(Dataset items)
━━━

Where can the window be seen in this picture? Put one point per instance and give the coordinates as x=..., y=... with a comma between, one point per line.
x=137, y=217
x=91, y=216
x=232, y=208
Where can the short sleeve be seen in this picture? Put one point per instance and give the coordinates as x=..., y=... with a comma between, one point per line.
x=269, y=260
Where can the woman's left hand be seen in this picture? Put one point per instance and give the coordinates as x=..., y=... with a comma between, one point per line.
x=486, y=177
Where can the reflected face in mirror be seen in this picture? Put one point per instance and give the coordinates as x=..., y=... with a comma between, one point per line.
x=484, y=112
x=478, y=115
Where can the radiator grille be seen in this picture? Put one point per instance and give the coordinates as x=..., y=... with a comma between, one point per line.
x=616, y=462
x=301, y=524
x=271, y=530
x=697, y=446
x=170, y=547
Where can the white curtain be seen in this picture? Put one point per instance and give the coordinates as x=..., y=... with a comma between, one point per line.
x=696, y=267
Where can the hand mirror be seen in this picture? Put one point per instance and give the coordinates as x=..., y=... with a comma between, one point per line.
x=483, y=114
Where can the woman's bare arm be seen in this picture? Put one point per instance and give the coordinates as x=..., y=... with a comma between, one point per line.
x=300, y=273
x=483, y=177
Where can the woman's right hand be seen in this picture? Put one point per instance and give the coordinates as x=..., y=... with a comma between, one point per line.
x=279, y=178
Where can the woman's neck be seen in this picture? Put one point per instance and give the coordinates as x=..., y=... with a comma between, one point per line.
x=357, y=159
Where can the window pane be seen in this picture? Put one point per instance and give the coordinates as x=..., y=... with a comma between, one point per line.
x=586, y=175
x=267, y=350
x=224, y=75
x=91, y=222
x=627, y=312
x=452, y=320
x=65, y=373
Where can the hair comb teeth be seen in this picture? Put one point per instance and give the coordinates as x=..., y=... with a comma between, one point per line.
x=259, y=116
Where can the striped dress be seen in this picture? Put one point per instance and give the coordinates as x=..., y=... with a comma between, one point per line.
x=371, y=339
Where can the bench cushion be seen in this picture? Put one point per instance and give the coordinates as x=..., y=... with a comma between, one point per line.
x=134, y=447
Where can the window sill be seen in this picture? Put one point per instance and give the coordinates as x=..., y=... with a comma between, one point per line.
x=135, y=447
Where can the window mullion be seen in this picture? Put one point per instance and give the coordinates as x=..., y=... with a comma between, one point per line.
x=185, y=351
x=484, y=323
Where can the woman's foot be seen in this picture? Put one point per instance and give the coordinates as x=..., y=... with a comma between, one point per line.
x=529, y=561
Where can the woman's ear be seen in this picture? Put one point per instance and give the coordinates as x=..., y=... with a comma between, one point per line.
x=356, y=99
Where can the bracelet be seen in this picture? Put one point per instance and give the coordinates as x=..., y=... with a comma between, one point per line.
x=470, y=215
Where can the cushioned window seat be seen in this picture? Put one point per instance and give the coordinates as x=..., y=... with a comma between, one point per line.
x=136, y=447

━━━

(What the exercise asks):
What's wanted here is every record, retyped exactly as shown above.

(Result):
Where can the window be seen in this picture? Put one point per instance and give the coordinates as x=..., y=... with a comma between, one point per line.
x=137, y=217
x=91, y=216
x=232, y=208
Where can the short sleeve be seen in this picture? Put one point per instance and give the coordinates as x=..., y=... with a comma between, one point per line.
x=269, y=260
Where can the woman's left hand be seen in this picture? Put one point per instance and give the coordinates as x=..., y=... with a comma between, one point per line.
x=486, y=177
Where can the reflected face in mirror be seen in this picture? Put one point per instance and give the coordinates as x=..., y=... with a comma between, one point per line.
x=484, y=112
x=478, y=115
Where can the radiator grille be seen in this picture? Put one point per instance and give the coordinates as x=..., y=... with a comma between, one point per line.
x=616, y=462
x=301, y=524
x=271, y=530
x=697, y=446
x=170, y=547
Where can the white curtain be seen in this picture? Put one point per instance and give the coordinates as x=..., y=... with a comma between, one point per line.
x=696, y=267
Where can the hand mirror be seen in this picture? Put one point per instance and give the coordinates as x=..., y=... with a comma between, one point per line.
x=483, y=114
Where can the woman's bare arm be seen in this picture? Put one point per instance and give the coordinates as x=..., y=... with a comma between, one point per line.
x=300, y=273
x=483, y=177
Where can the woman's right hand be seen in this picture? Put one point per instance and give the coordinates as x=..., y=... with a comma between, one point per line.
x=279, y=178
Where can the woman's neck be seen in this picture? Put one point per instance and give the coordinates as x=..., y=... with a comma between, one point per line.
x=357, y=159
Where can the window pane be seen in this picture? Put one point per instance and give the coordinates as x=..., y=... with a comma between, one point per line.
x=586, y=175
x=267, y=350
x=224, y=75
x=91, y=222
x=627, y=312
x=452, y=320
x=65, y=373
Where can the hair comb teeth be seen in this picture? Put one point per instance and give the coordinates as x=..., y=... with a comma between, one point per line.
x=259, y=116
Where can the striped dress be seen in this picture? Put one point per instance and give the coordinates as x=..., y=... with a comma between, one point per line.
x=371, y=339
Where can the bench cushion be seen in this picture? Put one point per instance and give the coordinates as x=..., y=... with a comma between, one point per line.
x=134, y=447
Where can the window sill be seen in this picture? Put one point per instance and give the coordinates as x=..., y=... with a comma between, one point per line.
x=135, y=447
Where can the window mullion be seen in this picture? Put one point per instance and give the coordinates as x=..., y=... with a comma between, one point per line.
x=185, y=351
x=484, y=323
Where can the woman's foot be seen in this picture? Put one point per instance and give the coordinates as x=..., y=... with a comma between, one point per line.
x=529, y=561
Where can the woman's ear be seen in this picture? Put one point per instance and give the coordinates as x=..., y=... with a comma between, one point per line.
x=356, y=99
Where can the bracelet be seen in this picture? Put one point per instance and give the coordinates as x=..., y=... with a comma between, one point per line.
x=470, y=215
Where can the cushioned window seat be seen in this picture? Put one point per instance and give the coordinates as x=..., y=... with a comma between, one point per line.
x=136, y=447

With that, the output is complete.